Records from a collection
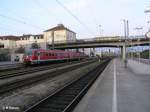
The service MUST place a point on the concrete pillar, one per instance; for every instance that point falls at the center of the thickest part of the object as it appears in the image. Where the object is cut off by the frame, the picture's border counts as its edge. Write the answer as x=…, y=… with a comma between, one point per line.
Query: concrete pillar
x=123, y=52
x=77, y=50
x=83, y=50
x=94, y=51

[THE EXERCISE] Count the lines of the data above that contain the word "pillar", with case counted, and give only the number.

[OUTPUT BELOW] 2